----- Quoted passage -----

Comparative transcriptomic analysis of hematopoietic system between human and mouse by Microwell-seq

Shujing Lai 1,2,#, Wentao Huang 1,#, Yang Xu 3,#, Mengmeng Jiang 1,2,#, Haide Chen 1,4,#, Chen Cheng 1, Yingru Lu 5, He Huang 6,7,8,, Guoji Guo 1,2,7,8,, Xiaoping Han 1,2,7,8,
PMCID: PMC6028447  PMID: 29977598

Dear Editor,

The classical model of hematopoiesis is a branched tree, rooted from long-term hematopoietic stem cell (LT-HSC) and followed by multipotent, oligopotent, and unipotent progenitor stages1,2. However, very limited studies have used systemic methods to investigate the heterogeneity of this population3. The cross-species comparison of hematopoietic hierarchy is also lacking. Here, through Microwell-seq, a high-throughput and low-cost scRNA-seq platform4 and a canonical correlation analysis computational strategy5, we conducted comparative transcriptomic analysis of hematopoietic hierarchy in human and mouse. We found that the hematopoietic stem and progenitor cell (HSPC) compartment in the two species is composed of subpopulations characterized by lineage-specific regulators, and the hematopoietic lineages and transcriptional profiling in hematopoiesis are well conserved among human and mouse, indicating an evolutionary similarity in their hematopoietic systems.

-----

> **Directions**
1. In the letter on human and mouse hematopoiesis, what is the classical model of hematopoiesis described as?
2. Write the next part of the letter on human and mouse hematopoiesis, picking up after its last sentence.
The entries after this letter are separate material, unrelated to it.

----- Dataset excerpts -----

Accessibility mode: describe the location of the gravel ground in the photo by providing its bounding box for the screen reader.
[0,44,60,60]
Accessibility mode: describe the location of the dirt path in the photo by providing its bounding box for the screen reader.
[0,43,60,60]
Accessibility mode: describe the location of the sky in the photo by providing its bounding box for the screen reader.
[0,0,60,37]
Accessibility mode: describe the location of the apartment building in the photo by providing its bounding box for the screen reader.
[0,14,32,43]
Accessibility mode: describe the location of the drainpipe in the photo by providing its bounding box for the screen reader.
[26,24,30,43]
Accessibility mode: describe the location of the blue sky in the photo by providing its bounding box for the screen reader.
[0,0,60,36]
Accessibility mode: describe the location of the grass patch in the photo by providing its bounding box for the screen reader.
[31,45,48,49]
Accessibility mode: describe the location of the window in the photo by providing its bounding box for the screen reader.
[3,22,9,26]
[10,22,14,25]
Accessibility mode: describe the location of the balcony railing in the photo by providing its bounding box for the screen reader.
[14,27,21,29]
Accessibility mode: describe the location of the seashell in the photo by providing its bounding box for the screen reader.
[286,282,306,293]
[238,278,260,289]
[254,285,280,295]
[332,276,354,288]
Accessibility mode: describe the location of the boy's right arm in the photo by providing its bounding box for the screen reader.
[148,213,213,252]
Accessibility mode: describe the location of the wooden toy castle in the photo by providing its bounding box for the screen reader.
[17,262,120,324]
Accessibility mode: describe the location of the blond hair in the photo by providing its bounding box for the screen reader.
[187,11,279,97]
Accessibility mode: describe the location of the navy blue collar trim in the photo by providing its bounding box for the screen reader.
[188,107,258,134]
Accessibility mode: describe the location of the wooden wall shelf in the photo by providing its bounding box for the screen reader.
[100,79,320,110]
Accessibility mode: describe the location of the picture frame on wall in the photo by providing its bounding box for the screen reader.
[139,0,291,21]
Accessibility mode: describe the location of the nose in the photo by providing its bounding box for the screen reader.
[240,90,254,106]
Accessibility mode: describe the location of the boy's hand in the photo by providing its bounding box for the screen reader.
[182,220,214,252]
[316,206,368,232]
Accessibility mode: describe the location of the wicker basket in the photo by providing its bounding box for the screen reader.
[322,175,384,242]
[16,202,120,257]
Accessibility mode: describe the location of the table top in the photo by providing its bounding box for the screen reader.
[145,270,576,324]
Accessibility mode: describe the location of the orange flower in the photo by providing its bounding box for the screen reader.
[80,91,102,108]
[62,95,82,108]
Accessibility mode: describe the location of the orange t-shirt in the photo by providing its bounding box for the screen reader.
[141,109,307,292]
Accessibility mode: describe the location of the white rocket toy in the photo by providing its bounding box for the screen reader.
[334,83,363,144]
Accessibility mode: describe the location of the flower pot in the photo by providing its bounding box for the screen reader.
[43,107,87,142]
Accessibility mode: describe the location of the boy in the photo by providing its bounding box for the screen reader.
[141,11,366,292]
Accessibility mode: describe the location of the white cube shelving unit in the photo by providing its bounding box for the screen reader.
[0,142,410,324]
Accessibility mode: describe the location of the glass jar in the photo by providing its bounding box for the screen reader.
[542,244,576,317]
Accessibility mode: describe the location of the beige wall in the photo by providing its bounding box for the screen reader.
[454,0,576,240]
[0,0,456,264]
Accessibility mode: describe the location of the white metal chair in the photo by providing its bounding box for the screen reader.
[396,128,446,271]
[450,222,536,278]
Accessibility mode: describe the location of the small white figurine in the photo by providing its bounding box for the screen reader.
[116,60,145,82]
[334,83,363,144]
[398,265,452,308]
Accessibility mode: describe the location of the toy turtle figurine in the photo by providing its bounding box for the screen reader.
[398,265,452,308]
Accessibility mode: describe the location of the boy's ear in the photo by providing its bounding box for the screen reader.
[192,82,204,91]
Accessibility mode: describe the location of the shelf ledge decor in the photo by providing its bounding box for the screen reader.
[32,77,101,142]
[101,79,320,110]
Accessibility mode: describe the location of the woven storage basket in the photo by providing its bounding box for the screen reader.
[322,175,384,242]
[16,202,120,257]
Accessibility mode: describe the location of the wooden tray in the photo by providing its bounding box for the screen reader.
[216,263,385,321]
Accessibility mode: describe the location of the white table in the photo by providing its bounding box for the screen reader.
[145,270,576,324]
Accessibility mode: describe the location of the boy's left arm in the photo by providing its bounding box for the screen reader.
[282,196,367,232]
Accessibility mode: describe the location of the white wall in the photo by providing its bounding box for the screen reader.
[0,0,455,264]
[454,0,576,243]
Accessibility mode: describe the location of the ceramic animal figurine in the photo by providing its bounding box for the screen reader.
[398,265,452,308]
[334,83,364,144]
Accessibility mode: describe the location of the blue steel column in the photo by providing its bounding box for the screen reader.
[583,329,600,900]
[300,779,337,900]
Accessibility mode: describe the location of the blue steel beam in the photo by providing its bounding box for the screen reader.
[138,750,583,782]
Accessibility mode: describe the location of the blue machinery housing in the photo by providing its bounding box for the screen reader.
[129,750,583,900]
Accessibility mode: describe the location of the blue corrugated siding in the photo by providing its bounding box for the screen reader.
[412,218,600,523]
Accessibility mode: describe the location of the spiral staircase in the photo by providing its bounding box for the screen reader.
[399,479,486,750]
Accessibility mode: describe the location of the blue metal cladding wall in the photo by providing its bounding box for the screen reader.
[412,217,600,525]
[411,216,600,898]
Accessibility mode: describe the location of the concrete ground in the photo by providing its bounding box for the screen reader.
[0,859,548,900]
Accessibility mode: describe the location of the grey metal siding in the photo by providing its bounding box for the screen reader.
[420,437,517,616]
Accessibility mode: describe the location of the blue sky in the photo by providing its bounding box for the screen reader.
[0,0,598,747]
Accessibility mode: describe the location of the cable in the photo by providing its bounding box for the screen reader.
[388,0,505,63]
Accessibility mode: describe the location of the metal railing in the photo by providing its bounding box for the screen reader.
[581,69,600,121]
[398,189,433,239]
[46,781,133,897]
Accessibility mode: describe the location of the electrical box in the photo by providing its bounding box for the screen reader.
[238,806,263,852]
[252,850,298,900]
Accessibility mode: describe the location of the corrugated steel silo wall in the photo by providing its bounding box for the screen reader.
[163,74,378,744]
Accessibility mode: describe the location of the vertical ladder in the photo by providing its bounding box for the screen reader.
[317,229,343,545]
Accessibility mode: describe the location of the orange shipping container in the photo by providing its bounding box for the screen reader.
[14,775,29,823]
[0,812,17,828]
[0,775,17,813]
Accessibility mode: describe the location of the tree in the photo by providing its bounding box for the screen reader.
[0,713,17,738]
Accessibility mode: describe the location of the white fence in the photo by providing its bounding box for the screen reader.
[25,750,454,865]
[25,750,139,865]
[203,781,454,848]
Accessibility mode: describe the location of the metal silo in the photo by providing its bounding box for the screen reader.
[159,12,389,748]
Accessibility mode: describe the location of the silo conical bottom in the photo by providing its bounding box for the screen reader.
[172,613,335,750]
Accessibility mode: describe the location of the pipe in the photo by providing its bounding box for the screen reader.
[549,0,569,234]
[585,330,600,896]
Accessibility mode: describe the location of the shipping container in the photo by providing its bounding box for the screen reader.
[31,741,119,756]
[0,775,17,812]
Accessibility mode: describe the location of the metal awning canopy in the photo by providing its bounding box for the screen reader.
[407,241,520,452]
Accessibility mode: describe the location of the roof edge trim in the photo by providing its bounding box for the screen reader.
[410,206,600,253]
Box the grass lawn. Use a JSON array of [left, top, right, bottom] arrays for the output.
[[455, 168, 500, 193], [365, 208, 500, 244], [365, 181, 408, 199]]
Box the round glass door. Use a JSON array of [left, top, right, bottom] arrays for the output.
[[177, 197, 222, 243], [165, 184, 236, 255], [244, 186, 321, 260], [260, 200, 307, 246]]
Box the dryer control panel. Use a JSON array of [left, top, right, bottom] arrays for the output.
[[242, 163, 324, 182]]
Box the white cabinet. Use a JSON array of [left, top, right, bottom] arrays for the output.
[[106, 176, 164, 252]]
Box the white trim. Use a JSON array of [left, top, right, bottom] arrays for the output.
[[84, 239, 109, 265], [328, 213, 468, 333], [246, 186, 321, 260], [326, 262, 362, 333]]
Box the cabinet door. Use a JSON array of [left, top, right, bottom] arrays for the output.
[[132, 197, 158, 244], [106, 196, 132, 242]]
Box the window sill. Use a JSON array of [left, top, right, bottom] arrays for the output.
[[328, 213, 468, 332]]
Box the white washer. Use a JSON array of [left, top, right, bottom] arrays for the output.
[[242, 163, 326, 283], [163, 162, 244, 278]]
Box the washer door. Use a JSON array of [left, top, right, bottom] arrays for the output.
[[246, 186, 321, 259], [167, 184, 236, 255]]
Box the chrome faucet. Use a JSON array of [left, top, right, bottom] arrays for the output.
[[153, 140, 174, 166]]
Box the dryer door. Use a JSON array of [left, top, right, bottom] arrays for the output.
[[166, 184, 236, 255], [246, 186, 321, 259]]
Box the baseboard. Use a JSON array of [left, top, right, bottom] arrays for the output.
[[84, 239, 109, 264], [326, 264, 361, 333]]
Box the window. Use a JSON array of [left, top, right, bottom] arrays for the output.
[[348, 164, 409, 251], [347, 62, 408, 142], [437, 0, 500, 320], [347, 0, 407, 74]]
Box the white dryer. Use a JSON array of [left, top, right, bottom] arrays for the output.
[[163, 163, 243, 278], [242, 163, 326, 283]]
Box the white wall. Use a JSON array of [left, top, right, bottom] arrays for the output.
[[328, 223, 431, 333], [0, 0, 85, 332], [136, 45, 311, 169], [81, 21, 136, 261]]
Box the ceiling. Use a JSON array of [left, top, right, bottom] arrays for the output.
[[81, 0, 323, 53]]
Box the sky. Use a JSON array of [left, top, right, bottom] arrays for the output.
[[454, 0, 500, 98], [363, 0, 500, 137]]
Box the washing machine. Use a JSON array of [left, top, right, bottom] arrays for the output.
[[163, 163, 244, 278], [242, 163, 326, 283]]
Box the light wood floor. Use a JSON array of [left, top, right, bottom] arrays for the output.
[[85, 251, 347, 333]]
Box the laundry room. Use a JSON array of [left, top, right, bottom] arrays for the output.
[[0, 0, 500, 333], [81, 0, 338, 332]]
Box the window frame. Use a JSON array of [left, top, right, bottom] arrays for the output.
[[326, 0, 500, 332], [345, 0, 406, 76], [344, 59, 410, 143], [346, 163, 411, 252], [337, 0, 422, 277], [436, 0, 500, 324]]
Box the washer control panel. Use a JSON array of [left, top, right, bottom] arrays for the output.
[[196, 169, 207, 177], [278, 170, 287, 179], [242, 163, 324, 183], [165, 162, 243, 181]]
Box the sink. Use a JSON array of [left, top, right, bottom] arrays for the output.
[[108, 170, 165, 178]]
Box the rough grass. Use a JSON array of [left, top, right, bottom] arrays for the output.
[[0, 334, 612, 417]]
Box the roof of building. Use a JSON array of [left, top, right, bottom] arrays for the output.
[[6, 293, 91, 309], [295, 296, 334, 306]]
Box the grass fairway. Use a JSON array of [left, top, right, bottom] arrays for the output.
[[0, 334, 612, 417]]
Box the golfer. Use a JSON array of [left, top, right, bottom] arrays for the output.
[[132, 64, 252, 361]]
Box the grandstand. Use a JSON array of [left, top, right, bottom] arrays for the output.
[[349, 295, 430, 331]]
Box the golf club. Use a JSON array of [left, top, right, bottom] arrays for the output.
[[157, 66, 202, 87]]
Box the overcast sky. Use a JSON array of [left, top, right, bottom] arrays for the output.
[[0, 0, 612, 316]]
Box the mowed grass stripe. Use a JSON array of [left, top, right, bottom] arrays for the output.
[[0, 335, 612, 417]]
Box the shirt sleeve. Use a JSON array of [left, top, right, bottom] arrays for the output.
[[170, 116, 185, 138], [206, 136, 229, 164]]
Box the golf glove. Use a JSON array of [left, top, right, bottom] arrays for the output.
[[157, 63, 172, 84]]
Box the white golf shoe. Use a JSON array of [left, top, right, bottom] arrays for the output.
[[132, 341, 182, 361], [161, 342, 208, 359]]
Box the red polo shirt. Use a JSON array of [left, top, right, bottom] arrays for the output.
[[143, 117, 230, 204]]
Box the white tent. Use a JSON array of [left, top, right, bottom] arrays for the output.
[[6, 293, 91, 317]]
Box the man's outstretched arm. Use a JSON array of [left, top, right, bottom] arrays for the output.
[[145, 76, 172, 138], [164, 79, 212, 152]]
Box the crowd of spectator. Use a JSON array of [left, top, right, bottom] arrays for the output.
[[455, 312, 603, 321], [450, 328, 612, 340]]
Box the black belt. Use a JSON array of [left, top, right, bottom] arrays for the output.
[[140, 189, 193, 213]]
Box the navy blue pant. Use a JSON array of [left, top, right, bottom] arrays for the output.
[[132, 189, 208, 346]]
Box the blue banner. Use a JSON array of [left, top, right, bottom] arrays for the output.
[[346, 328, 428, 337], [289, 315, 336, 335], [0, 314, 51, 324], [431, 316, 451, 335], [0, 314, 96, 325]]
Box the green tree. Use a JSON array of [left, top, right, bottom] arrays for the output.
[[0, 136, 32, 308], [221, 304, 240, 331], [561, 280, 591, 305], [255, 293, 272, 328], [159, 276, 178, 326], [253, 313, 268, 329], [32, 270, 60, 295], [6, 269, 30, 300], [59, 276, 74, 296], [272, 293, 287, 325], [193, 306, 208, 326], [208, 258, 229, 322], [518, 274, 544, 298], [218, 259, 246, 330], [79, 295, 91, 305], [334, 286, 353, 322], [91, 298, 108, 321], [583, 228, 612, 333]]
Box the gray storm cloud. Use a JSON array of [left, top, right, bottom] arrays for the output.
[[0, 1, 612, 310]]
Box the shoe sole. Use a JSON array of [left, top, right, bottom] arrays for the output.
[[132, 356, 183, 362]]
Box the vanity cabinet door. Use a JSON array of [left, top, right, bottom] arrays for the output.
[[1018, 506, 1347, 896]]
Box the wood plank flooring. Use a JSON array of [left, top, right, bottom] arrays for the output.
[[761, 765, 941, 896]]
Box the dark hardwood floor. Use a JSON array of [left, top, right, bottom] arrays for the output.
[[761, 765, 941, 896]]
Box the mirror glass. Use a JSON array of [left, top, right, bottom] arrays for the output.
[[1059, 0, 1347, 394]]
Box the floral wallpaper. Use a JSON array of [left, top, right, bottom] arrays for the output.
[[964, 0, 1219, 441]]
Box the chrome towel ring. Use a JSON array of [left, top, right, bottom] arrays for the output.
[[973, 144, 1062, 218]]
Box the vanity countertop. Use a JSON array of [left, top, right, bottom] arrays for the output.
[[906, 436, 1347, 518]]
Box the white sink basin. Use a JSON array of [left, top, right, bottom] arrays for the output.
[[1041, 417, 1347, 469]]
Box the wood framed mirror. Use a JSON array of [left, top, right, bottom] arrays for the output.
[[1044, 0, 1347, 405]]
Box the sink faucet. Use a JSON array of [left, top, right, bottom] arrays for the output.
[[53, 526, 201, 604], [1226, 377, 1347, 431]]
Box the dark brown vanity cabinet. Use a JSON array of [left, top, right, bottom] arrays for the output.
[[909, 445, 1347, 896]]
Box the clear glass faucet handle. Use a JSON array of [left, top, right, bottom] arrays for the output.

-----

> **Results by task**
1. A branched tree rooted from long-term hematopoietic stem cells.

2.
Using Microwell-seq4, we constructed a single-cell resolution transcriptomic atlas of HSPCs in human and mouse, having a total number of 71,729 single cells that are clustered into 39 subpopulations (44,914, 26,815 cells, and 20, 19 subpopulations were from human and mouse, respectively) by computational analysis (Fig. 1a, b). These subpopulations are further identified as undifferentiated HSPCs in a primed state or specific hematopoietic lineages by characteristic genes (Supplementary Fig. S1, Tables S1 and S2).

Fig. 1. Comparative genomics analysis of hematopoietic system.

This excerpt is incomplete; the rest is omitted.